YOUR ASSIGNMENT – Look through the lines below and extract each one that contains "instance".

THE INPUT –
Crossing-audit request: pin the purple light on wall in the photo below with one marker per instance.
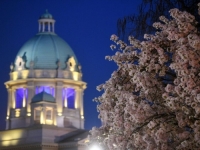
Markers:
(70, 94)
(19, 94)
(47, 89)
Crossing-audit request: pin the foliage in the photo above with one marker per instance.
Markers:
(148, 13)
(152, 101)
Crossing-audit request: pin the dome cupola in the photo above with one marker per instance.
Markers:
(46, 50)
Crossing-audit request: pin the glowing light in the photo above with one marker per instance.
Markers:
(75, 76)
(20, 97)
(95, 147)
(9, 137)
(49, 121)
(65, 102)
(15, 75)
(69, 97)
(17, 112)
(25, 74)
(59, 114)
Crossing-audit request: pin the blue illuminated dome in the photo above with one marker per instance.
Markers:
(46, 48)
(43, 96)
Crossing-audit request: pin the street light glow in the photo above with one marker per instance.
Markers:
(95, 147)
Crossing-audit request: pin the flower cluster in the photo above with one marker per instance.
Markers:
(152, 101)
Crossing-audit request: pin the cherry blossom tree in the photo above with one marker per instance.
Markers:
(152, 101)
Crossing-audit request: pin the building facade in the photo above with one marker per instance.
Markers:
(45, 95)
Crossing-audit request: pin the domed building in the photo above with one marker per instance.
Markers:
(45, 95)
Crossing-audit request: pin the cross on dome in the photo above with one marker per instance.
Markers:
(46, 22)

WORKED SOLUTION –
Crossing-audit request: pin the purple light on wall in the photo below with one marker per instance.
Crossing-audit request: pin the foliage in the photo above with one marker per instance.
Crossing-audit request: pin the dome cupola in the photo above with one marker per instance.
Crossing-audit request: pin the glowing light in the photo above with one marker per instance.
Crossing-audit request: pin the blue illuminated dome in the photo above with one marker per instance.
Crossing-audit request: pin the street light glow in the photo above with one marker per instance.
Crossing-audit request: pin the flower cluster in the photo above with one marker per instance.
Crossing-audit request: pin the cherry blossom tree in the photo above with one marker per instance.
Crossing-audit request: pin the building facade in the photo above with one marker per instance.
Crossing-audit request: pin the domed building in the photo above with one marker per instance.
Crossing-audit request: pin the cross on dome in the photo above with one marker per instance.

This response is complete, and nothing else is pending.